= MATERIAL FOR THIS EXERCISE =
_ _ _ _
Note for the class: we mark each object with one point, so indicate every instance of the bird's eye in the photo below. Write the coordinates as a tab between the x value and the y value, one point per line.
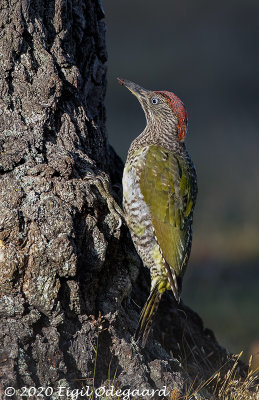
154	100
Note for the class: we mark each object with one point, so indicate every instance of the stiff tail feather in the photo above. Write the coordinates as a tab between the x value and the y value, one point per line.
147	315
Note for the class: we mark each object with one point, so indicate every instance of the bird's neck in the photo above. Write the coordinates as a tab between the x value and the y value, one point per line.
165	137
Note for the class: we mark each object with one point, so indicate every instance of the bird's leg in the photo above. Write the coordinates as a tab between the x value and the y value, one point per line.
102	184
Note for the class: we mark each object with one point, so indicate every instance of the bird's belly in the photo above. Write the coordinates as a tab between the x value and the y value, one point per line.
139	220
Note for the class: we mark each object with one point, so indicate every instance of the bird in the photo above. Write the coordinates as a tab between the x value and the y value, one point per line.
159	194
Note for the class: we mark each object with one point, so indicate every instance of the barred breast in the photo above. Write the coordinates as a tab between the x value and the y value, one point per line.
138	215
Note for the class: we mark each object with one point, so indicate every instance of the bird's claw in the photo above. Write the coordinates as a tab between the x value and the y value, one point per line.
101	183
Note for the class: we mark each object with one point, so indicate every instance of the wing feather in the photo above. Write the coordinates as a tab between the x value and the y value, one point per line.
166	184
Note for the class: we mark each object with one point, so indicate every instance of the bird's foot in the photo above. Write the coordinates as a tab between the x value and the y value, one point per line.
101	182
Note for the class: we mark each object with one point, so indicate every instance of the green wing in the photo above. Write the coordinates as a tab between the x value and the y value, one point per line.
166	184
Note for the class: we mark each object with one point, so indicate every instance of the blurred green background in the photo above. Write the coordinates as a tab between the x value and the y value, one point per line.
207	53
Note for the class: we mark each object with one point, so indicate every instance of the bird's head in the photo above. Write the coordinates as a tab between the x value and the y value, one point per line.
163	109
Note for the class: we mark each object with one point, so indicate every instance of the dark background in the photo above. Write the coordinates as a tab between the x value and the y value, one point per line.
206	53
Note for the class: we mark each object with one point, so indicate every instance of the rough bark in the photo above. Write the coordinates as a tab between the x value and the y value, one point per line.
71	283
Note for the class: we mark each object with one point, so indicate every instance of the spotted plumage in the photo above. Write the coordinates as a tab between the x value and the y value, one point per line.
159	193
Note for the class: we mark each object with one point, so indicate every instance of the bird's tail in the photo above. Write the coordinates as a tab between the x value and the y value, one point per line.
147	315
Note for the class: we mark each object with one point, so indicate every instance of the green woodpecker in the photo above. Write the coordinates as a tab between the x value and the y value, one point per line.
159	193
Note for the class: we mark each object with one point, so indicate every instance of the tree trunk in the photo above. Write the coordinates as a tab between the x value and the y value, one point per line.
71	283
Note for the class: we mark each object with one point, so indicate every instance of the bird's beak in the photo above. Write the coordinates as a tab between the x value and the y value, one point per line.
137	90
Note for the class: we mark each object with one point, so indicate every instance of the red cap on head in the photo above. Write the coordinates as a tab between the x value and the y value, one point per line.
178	107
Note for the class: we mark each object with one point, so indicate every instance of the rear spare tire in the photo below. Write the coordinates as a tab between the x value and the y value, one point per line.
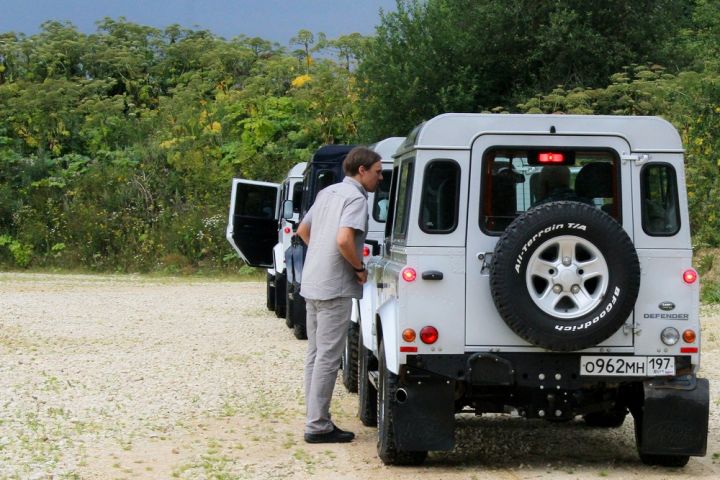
564	276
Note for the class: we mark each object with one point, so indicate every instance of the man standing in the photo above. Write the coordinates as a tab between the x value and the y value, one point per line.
334	229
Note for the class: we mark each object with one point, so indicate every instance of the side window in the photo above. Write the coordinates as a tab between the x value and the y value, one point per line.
440	196
297	197
391	204
403	200
660	212
382	194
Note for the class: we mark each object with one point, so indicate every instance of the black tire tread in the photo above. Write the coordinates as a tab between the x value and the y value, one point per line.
350	359
500	272
367	394
270	294
280	300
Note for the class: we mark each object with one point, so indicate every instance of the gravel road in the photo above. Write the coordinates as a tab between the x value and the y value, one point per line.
133	377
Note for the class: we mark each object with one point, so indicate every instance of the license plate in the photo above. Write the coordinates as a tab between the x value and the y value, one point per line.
609	366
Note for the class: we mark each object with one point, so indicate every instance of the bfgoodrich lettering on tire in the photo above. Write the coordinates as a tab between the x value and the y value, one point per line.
564	276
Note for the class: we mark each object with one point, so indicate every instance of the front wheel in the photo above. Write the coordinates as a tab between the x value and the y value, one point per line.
386	447
288	306
280	301
298	317
350	359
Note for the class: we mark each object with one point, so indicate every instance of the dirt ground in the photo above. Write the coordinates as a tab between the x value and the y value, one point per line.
131	377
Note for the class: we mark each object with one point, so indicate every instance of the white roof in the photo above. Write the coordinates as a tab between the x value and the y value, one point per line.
387	148
459	130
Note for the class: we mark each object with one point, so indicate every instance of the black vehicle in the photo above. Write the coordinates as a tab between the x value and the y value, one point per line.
325	168
255	210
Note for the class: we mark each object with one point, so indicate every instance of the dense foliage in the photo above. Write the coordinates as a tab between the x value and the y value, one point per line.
438	56
117	148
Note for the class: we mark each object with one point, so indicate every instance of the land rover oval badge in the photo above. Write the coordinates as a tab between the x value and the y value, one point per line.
666	306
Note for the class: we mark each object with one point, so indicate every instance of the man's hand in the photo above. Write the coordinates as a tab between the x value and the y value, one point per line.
346	246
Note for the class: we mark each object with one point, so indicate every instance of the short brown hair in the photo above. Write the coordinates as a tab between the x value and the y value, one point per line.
359	156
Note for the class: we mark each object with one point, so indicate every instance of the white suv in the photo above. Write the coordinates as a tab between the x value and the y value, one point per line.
538	265
251	203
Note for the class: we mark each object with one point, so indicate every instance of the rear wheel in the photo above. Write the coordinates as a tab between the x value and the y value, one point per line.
270	287
387	448
367	395
350	359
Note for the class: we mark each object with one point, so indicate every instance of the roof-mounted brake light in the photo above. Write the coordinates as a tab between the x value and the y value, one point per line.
551	157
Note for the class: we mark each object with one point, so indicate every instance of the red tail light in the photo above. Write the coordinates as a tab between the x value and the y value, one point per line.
429	335
689	336
409	274
690	276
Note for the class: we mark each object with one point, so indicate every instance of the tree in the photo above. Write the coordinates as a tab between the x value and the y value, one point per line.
473	55
305	39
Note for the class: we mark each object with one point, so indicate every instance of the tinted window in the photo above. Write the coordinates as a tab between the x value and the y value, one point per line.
297	197
255	201
660	212
403	200
439	205
516	180
382	200
324	179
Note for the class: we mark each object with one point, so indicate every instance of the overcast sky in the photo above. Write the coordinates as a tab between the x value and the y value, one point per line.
275	20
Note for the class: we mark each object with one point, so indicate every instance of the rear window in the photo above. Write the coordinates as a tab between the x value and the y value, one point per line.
515	180
660	212
255	201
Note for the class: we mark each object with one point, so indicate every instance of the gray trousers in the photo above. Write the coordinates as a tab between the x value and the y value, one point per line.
327	324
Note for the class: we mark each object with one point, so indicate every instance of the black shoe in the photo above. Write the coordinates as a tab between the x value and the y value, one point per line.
333	436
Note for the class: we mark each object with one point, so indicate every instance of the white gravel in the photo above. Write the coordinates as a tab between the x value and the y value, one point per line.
133	377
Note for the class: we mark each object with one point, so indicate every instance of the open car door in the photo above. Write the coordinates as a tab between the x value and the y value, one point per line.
253	222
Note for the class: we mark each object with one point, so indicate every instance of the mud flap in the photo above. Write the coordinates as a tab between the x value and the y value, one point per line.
424	415
675	417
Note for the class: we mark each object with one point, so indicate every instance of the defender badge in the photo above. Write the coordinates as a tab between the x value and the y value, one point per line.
666	306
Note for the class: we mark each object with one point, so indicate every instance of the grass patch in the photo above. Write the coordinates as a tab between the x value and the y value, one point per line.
710	291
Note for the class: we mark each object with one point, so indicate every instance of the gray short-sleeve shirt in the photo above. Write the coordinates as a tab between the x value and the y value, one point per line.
326	274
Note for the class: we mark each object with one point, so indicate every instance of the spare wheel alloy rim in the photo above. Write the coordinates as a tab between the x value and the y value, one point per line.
567	277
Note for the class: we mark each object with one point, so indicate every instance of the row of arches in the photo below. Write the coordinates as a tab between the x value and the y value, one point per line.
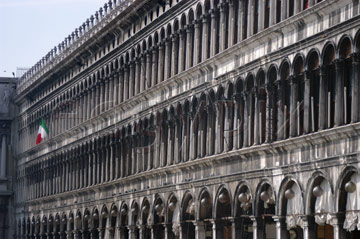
268	105
180	45
311	207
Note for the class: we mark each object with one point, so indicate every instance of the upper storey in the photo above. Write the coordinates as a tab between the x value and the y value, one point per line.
134	59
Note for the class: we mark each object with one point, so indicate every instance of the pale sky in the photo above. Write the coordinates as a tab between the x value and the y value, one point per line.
29	29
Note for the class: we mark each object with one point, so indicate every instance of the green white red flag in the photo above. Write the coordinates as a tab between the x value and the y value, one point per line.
43	132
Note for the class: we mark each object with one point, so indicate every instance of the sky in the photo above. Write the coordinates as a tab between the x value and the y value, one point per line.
29	29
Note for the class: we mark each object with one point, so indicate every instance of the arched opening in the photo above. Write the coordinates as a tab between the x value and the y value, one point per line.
243	210
86	225
159	219
223	214
124	222
173	218
220	103
349	203
321	206
345	51
329	83
145	209
262	102
134	219
297	100
205	213
266	211
95	224
250	109
203	127
188	216
239	120
292	207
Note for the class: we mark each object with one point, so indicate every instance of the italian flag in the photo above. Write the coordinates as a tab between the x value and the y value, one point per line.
43	132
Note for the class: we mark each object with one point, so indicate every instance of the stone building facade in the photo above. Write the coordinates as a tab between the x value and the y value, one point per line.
194	119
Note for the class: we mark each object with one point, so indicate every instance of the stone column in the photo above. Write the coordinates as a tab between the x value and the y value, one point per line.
256	117
132	79
232	25
106	95
280	109
293	105
307	105
222	41
199	229
189	46
337	222
174	54
269	113
126	82
148	79
197	42
3	157
213	36
281	231
97	99
323	99
256	230
246	118
116	89
355	91
167	67
205	37
112	87
339	92
161	62
121	86
103	95
182	50
154	69
241	13
143	70
137	75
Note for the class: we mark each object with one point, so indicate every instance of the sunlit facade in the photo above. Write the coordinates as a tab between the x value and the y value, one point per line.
194	119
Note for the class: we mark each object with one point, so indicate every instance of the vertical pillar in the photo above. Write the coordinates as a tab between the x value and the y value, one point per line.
293	105
280	108
281	231
355	91
174	49
161	62
323	99
167	67
257	117
199	229
116	88
132	79
307	106
213	36
126	82
112	87
137	75
143	70
154	69
148	79
189	46
222	41
106	95
205	37
339	92
182	50
197	42
3	157
121	86
246	118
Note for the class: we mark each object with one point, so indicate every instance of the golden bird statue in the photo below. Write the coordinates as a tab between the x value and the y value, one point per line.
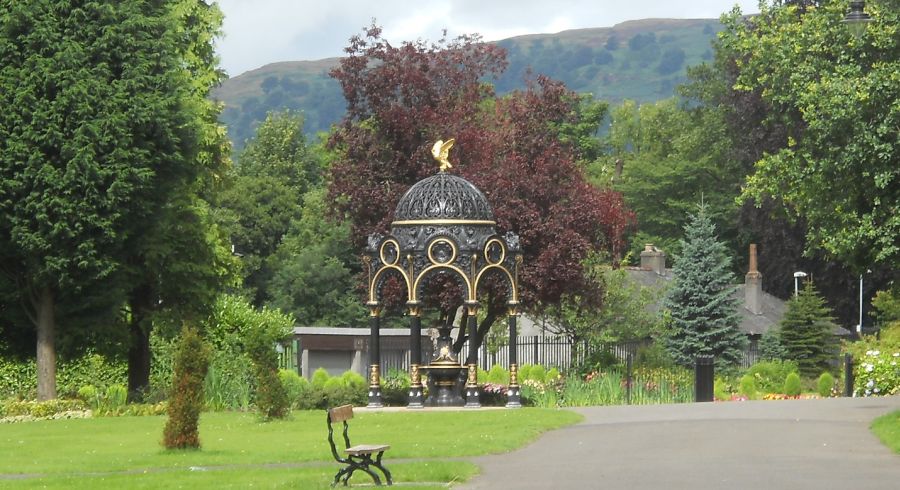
441	151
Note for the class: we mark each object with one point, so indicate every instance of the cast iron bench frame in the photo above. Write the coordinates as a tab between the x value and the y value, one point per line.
359	457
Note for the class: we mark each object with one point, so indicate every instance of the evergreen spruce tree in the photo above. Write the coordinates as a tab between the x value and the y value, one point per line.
806	331
702	301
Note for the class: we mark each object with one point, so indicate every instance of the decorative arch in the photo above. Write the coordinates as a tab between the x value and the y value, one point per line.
442	225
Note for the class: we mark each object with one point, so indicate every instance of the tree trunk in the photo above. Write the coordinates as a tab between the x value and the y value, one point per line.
46	345
141	302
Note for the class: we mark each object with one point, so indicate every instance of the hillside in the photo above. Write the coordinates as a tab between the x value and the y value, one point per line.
642	60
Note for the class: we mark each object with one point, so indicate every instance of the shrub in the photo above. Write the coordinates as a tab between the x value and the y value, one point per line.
552	375
792	385
394	387
654	355
89	395
114	399
748	387
878	373
498	375
320	377
770	375
14	410
352	379
271	397
524	372
720	390
537	373
825	384
336	393
191	364
293	385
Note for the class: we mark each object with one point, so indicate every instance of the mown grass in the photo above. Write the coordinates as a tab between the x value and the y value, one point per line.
240	451
887	428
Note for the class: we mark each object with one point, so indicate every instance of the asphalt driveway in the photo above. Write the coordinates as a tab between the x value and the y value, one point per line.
788	444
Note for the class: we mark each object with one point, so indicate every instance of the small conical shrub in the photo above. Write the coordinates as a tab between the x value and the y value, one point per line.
792	385
186	397
825	384
748	387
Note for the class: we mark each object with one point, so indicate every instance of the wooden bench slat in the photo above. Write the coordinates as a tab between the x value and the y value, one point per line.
342	413
366	449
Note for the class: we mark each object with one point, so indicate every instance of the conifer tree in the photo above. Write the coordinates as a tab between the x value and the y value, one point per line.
702	304
806	331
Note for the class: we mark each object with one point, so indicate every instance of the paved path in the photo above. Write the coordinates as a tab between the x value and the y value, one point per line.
788	444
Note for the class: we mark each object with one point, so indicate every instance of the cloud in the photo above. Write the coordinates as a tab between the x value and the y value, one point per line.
258	32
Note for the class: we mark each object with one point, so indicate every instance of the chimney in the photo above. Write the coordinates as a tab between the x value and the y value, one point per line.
653	259
753	285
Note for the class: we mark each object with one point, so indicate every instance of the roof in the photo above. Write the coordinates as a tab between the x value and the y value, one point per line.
751	324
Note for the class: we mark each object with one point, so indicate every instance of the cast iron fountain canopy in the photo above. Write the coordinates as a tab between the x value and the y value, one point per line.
443	225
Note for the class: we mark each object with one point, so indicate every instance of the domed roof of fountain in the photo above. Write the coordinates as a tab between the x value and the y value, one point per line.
443	197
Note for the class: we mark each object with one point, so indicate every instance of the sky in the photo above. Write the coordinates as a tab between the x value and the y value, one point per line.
258	32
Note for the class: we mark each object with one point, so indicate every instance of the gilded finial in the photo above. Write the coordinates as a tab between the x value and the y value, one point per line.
441	151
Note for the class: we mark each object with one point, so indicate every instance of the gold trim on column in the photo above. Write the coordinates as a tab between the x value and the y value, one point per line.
472	379
513	375
444	222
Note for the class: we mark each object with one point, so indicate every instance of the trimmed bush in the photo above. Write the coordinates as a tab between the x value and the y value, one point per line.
770	375
537	373
498	375
394	387
320	377
825	384
792	385
748	387
191	363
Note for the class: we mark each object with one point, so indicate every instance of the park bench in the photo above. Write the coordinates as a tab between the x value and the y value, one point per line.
358	457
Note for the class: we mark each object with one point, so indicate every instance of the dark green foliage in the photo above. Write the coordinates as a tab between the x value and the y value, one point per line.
792	385
770	348
18	378
770	375
244	339
186	398
701	304
806	331
271	397
748	387
395	387
825	384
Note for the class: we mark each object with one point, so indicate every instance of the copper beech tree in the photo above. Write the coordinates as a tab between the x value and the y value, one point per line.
401	99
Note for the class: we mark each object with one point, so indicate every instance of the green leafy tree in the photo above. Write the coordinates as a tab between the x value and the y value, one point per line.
839	164
702	307
98	130
623	312
807	332
274	171
314	269
679	155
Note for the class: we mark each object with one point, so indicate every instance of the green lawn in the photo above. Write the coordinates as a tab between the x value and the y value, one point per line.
887	428
239	451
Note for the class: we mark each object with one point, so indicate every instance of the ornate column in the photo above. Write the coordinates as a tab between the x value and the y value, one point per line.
472	395
375	400
416	392
513	392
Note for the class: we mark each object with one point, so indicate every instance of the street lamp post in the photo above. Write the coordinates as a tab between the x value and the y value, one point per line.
859	327
797	276
857	19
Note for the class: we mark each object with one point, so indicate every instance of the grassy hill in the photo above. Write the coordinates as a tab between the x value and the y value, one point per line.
642	60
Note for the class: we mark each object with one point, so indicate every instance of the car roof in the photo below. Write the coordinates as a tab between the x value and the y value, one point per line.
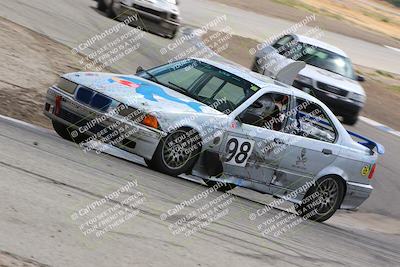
_ _ _ _
= STATED PROBLEM =
How many lines of the material contain the string "short"? Treat uppercase and lowercase as distinct, and give only the number.

= ANSWER TO THE TASK =
2